:: Dataset records

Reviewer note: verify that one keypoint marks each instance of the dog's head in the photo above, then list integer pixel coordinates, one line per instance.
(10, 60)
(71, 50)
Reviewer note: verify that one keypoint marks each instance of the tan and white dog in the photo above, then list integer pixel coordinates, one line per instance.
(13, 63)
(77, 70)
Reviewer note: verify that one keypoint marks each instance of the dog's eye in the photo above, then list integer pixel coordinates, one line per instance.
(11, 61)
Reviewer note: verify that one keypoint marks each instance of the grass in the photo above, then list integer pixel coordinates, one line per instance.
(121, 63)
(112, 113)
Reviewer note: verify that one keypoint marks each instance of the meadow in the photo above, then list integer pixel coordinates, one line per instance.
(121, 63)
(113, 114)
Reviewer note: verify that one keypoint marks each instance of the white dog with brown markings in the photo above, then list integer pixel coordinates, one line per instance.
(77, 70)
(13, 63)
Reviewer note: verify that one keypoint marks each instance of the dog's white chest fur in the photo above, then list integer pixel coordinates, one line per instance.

::::
:: Dataset records

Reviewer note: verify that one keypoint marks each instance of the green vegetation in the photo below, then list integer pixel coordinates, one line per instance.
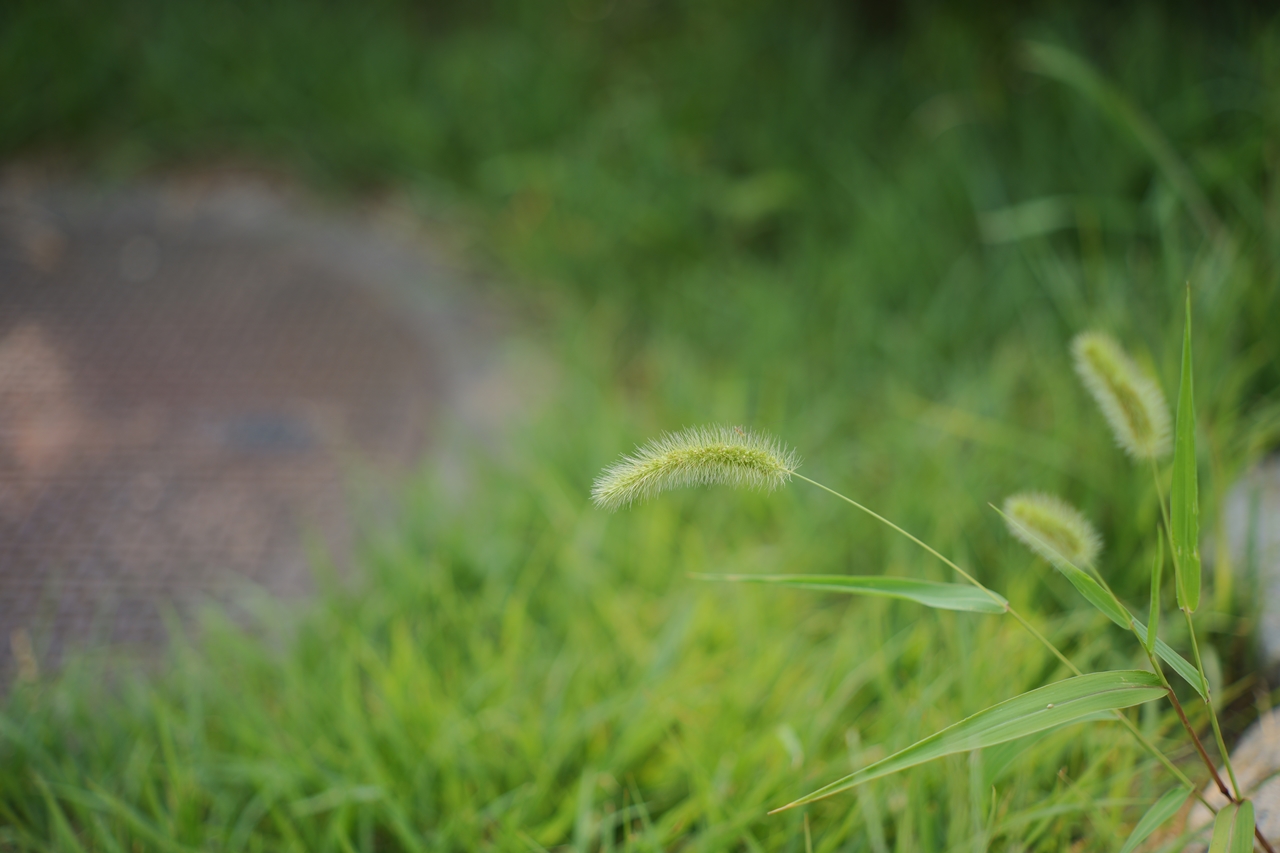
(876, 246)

::::
:: Dataset records

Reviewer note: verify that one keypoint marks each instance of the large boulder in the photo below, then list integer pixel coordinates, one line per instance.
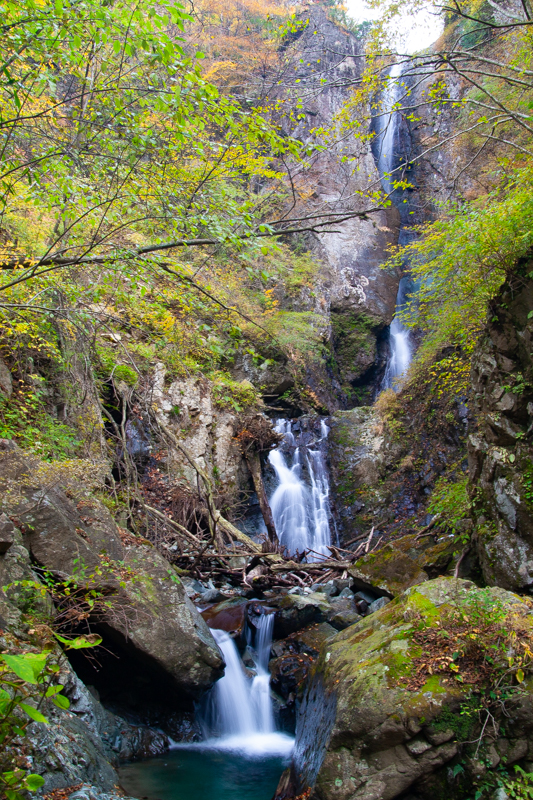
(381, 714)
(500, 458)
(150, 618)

::::

- Problem details -
Turn the entries above into a numbered list, starting at the line that has "the tan and" and stopping after the line that has "the dog's white". Leave out any blank lines.

- Right answer -
1. Reviewer note: verify that one keypoint marks each instance of the tan and white dog in the photo above, then list integer pixel coordinates, one line per instance.
2. (13, 63)
3. (77, 70)
4. Reviewer note: verify that one keypoint marks each instance of the dog's eye in the photo above, then list integer pixel coordinates, one line per instance.
5. (11, 61)
6. Reviewer note: verify that one keypoint marks each instance of the grass in the photo above, then list integer pixel coordinates, one line per instance.
7. (121, 63)
8. (112, 113)
9. Reviewer note: verify that one keypoint marks each instance of the meadow in the photo above, then list integer pixel coordinates, one line per instance.
10. (121, 63)
11. (113, 114)
12. Reviewer note: verify that one keypoint marks each instance of the white dog with brown markings in the photo above, then list integer pixel coordinates, one line per instance.
13. (77, 70)
14. (13, 63)
15. Reviewer note: verify that one keypoint marks each instance of the dog's white chest fur in the photo above, then list integer pixel coordinates, one line per instance.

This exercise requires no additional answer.